From the passage on reading data from the remote storage device, return the stretch from "If it is determined that" through "device. Following the step 654, processing is complete.", copied word for word.

* START GIVEN PASSAGE *

Referring to Figure 15, a flow chart 650 illustrates steps performed in
connection with the R2 host 626 reading data from remote storage device 606.
Processing begins at a first step 652 where it is determined if the COVD slot
corresponding to the data being read by the R2 host 626 points to the standard logical
device (i.e., points to the data element 624). If so, then the data desired by the R2
host 626 is on the data element 624 and control transfers from the step 652 to a
step 654 where the desired data is read from the standard logical device corresponding
to the data element 624. Note that reading from the standard logical device at the step
654 includes reading data from cache or, if the data is not initially in cache, reading
the data from the disk and, optionally, moving the data from the disk to the cache.
i
Following the step 654, processing is complete.
If it is determined at the test step 652 that the COVD slot corresponding to the
data being read by the R2 host 626 does not point to the standard logical device, then
control transfers from the test step 652 to a step 656 where the slot of the COVD is
locked. Locking the slot at the step 656 prevents access to the slot by other
operations, such as an operation that is restoring the data from the chunk 622 to the
data element 624.
Following the step 656 is a test step 658 where it is determined if the COVD
slot points to the standard logical device. The test step at the step 658 is identical to
the test step at the step 652. The test at the step 658 is useful since it is possible for
another process (such as the process that restores data from the chunk 622 to the data
element 624) to have accessed the COVD and restored the data to the standard logical
device after the test step 652 but before the COVD slot was locked at the step 656.
Retesting at the step 658 guards against such a race condition.
If it is determined at the test step 658 that the COVD slot that was locked at
the step 656 now points to the standard logical device, then control transfers from the
step 658 to a step 662 where the COVD slot is unlocked. Following the step 662 is
the step 654 where the data desired by the R2 host 626 is read from the data
element 624. Following the step 654, processing is complete.
If it is determined that the test step 658 that the COVD slot containing the data
desired by the R2 host 626 does not point to the standard logical device, then control
transfers from the step 658 to a step 664 where the data in the COVD is restored to the
standard logical device. Restoring the data at the step 664 is performed using steps
like the steps 308, 312, 314, 316, 318, 322, 324, 326, 328, 332, 334 discussed above
in connection with the flow chart of Figure 9. Following the step 664, control flows
to the step 654, discussed above, where the data is read from the standard logical
device. Following the step 654, processing is complete.
For some embodiments, it is useful to restrict each read operation performed
by the R2 host 626 to one track at a time. This reduces the likelihood of inconsistent
data caused by a cycle switch at the R2 device 606 occurring after the R2 host 626 has
read some of the tracks but before the R2 host 626 has read all of the tracks. In other
embodiments, it is possible for the R2 host 626 to read multiple tracks if appropriate
steps are taken.
Referring to Figure 16A, a flow chart 700 illustrates steps performed in
connection with the R2 host having the capability of reading more than one track at a
time. Processing begins at a first step 702 where it is determined if a read operation
encompasses more than one track. If not, then control passes from the step 702 to a
step 704 where the read operation is performed as described elsewhere herein.
Following the step 704, processing is complete.

* END GIVEN PASSAGE *
* START DATA SECTION *

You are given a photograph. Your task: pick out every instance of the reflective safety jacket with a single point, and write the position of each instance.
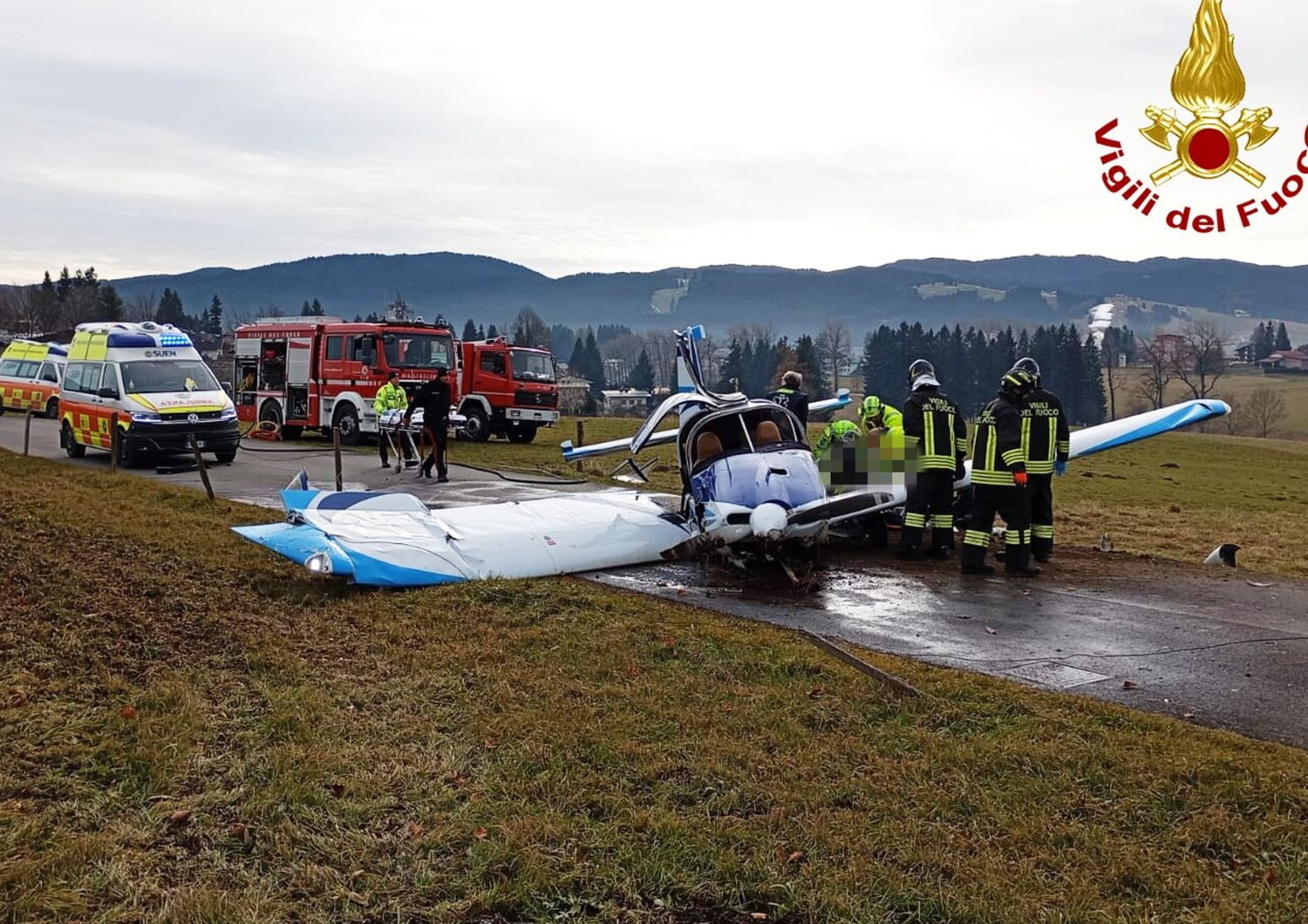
(1044, 431)
(997, 445)
(936, 423)
(836, 431)
(390, 397)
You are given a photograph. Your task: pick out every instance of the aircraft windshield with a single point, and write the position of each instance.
(528, 366)
(165, 376)
(419, 350)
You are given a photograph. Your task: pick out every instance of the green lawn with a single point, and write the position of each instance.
(194, 730)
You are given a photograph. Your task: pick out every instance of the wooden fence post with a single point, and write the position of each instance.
(199, 464)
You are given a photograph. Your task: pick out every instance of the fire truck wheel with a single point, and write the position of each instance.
(72, 447)
(347, 418)
(522, 433)
(478, 428)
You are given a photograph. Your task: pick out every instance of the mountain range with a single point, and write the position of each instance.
(1023, 290)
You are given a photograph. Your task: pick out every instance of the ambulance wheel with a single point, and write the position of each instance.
(72, 447)
(347, 421)
(476, 428)
(522, 433)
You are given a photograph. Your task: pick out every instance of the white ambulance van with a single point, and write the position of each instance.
(154, 379)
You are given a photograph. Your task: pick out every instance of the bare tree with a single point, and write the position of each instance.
(1158, 371)
(1201, 360)
(1265, 408)
(834, 350)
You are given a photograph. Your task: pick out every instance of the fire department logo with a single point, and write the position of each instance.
(1209, 81)
(1206, 144)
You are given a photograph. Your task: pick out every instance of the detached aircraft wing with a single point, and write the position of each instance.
(392, 540)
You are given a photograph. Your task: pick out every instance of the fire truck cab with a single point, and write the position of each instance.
(505, 390)
(324, 371)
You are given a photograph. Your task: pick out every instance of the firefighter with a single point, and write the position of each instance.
(433, 397)
(934, 423)
(999, 481)
(1046, 445)
(389, 397)
(794, 400)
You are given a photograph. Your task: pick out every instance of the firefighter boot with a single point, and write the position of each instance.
(973, 560)
(1018, 562)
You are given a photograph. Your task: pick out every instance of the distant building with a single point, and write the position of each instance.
(1286, 361)
(572, 394)
(624, 402)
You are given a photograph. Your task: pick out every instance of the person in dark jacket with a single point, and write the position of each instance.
(794, 400)
(433, 397)
(999, 481)
(1046, 444)
(941, 436)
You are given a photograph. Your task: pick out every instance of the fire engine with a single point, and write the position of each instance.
(324, 373)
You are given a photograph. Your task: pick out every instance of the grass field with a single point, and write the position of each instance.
(1235, 386)
(196, 730)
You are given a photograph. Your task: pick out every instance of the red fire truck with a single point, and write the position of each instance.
(318, 371)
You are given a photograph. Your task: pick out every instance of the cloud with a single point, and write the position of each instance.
(159, 138)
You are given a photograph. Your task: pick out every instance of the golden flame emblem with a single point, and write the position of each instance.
(1209, 83)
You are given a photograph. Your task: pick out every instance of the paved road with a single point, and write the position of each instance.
(262, 469)
(1197, 643)
(1193, 642)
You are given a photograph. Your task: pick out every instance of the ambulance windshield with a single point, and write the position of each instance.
(167, 376)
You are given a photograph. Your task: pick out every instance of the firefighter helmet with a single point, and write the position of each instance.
(921, 373)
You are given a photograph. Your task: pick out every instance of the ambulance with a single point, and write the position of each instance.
(31, 374)
(154, 379)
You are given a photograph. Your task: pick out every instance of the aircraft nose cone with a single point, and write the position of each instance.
(768, 520)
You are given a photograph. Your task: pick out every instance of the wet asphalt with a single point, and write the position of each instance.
(1200, 643)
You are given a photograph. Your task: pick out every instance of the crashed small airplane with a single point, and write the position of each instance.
(747, 477)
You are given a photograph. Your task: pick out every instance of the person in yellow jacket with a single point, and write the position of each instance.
(390, 397)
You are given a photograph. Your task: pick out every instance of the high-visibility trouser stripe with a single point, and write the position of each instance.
(928, 463)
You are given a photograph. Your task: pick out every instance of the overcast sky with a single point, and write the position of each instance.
(143, 136)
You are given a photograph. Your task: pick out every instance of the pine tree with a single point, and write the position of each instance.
(807, 365)
(1282, 337)
(577, 361)
(643, 373)
(170, 311)
(109, 305)
(215, 321)
(594, 363)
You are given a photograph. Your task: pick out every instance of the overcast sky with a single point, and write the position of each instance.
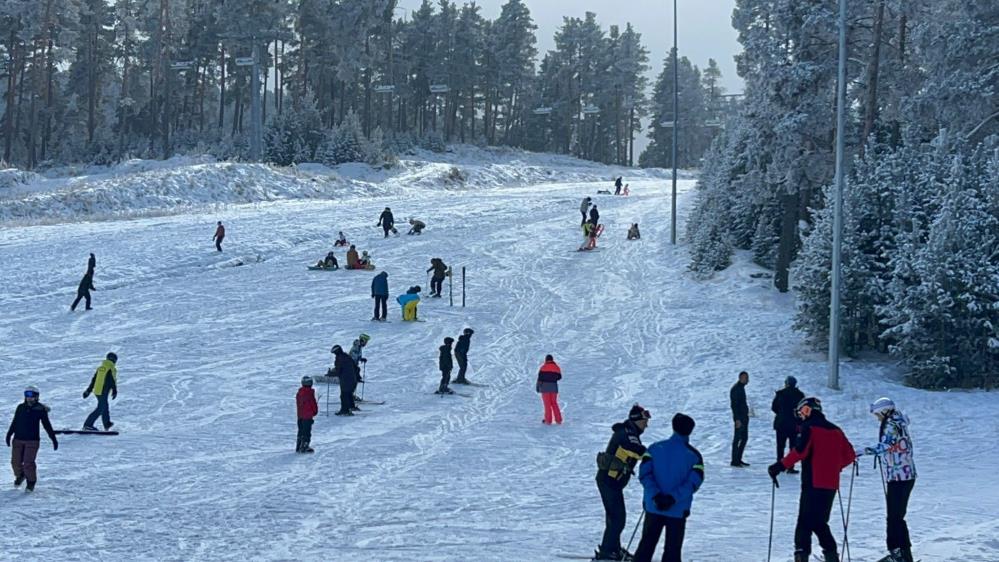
(705, 26)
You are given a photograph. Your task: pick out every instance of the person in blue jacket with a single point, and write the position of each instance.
(671, 472)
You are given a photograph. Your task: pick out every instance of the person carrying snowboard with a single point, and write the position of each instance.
(83, 291)
(219, 236)
(547, 386)
(379, 292)
(26, 437)
(307, 408)
(445, 364)
(387, 222)
(824, 451)
(894, 452)
(785, 421)
(346, 373)
(104, 383)
(439, 268)
(461, 354)
(614, 469)
(671, 473)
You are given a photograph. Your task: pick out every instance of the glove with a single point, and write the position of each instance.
(664, 501)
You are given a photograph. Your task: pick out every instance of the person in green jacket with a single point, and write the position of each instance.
(103, 384)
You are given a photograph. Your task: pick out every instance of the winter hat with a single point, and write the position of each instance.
(683, 424)
(639, 413)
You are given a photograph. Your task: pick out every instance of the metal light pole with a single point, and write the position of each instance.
(676, 122)
(838, 203)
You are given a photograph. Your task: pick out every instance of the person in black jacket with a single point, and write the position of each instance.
(461, 354)
(83, 291)
(614, 469)
(785, 421)
(446, 365)
(346, 372)
(24, 429)
(740, 417)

* END DATA SECTION *

WRITTEN RESPONSE —
If it is determined that the test step 658 that the COVD slot containing the data
desired by the R2 host 626 does not point to the standard logical device, then control
transfers from the step 658 to a step 664 where the data in the COVD is restored to the
standard logical device. Restoring the data at the step 664 is performed using steps
like the steps 308, 312, 314, 316, 318, 322, 324, 326, 328, 332, 334 discussed above
in connection with the flow chart of Figure 9. Following the step 664, control flows
to the step 654, discussed above, where the data is read from the standard logical
device. Following the step 654, processing is complete.